This brings the discussion round to the matter of the fundamental importance of rhetoric in American political culture. Just as televangelists employed rhetoric to disarm the hold of the secular scientific world view on the modern mind, so would conservative politicians who would seek to pull apart the concepts of the New Deal or the Great Society about collective responsibility, whether it be about welfare or about the environment, with mythical ideas about the free market.
The fundamental disruption of rationality in American conservative political discourse in fact comes down to what French philosopher Pierre Duhem discovered when he saw that falsifying any theory requires a whole set of circumstantial assumptions. An ideological stance that seeks to contradict any scientific finding, would always find a way to defend a religious doctrine by adjusting arguments around those circumstances. This requires rhetorical capacity, which becomes the special province of the politician. When applied it gives the impression of an anarchic, disruptive and irrational discourse.
The Six-Day War and the rise of neoconservatism: Even as the Christian Right was preparing through Falwell’s intervention to enter the sphere of politics, and the Johnson administration decided on its Cold War political alliance with Israel, dispensationalist preachers used their rhetorical powers to claim that the reunification of Jerusalem that came with the Israeli victory in the Six-Day War in 1967 was the sign of a new “dispensation,” (or a new era).
Falwell’s Moral Majority that brought the Republicans to power under Reagan also, therefore, brought Christian Zionism to maturity as the core doctrine of a new nationalism that was to regenerate an America riddled with self-doubt over its failure in Vietnam.

•••••

▸ **Direction 1**
In the excerpt on religion and conservative American politics, what did dispensationalist preachers claim the reunification of Jerusalem after the 1967 Six-Day War was a sign of?

▸ **Data entries**
•••••

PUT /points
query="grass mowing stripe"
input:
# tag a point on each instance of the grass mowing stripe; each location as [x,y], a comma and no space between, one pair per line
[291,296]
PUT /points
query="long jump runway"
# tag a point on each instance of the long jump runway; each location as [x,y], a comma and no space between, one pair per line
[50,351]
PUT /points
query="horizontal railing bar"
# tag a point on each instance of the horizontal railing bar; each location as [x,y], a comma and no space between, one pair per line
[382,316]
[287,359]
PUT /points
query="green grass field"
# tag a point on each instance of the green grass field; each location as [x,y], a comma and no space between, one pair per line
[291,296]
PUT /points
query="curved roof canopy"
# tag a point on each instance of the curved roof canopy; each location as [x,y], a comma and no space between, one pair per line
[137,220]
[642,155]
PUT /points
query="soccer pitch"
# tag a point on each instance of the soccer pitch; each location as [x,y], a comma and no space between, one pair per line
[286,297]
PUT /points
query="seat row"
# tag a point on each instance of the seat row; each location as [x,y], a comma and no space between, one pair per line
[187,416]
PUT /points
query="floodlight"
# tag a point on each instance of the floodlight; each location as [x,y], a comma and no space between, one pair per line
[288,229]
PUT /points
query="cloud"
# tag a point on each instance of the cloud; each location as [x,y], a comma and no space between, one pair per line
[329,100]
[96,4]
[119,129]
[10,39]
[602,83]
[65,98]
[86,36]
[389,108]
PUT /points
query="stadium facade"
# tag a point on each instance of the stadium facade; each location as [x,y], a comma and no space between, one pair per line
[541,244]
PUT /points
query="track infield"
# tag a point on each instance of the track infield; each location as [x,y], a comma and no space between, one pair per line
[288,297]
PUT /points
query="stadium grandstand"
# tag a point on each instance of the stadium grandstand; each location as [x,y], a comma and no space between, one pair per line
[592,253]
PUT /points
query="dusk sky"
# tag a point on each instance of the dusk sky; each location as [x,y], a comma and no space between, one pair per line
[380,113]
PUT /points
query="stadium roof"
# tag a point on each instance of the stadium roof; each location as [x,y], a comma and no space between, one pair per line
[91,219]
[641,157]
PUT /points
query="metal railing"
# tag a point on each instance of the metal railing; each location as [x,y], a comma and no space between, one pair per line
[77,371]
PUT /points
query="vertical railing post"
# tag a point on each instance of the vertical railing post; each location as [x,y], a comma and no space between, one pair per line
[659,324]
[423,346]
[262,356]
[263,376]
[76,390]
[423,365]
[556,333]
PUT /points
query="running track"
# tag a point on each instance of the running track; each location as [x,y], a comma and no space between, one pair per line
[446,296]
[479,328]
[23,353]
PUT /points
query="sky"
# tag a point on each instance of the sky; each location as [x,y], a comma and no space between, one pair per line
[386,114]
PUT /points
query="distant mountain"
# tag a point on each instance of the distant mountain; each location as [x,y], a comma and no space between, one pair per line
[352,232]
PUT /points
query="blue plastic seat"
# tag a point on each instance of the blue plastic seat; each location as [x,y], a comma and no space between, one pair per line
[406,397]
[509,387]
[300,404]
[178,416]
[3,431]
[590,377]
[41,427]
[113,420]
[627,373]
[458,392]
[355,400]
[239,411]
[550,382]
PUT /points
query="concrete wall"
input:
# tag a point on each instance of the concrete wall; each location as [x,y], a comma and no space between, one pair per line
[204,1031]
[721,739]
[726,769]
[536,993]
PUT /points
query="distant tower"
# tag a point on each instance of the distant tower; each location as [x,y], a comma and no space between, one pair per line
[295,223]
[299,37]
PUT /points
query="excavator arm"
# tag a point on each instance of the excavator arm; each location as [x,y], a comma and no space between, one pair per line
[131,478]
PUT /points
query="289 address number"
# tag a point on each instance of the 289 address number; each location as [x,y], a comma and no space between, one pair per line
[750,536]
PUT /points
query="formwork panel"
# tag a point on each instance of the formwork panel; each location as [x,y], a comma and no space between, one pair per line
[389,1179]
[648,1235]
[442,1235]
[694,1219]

•••••

▸ **Direction 2**
Identify each line of the records that contains the string "jump", treating uppercase and lowercase as different, and copy those lines.

▸ **Right answer 1**
They claimed it was the sign of a new "dispensation," or a new era.

▸ **Right answer 2**
query="long jump runway"
# tag a point on each instance of the long jump runway; each location as [x,y], a comma and no space between, one pair per line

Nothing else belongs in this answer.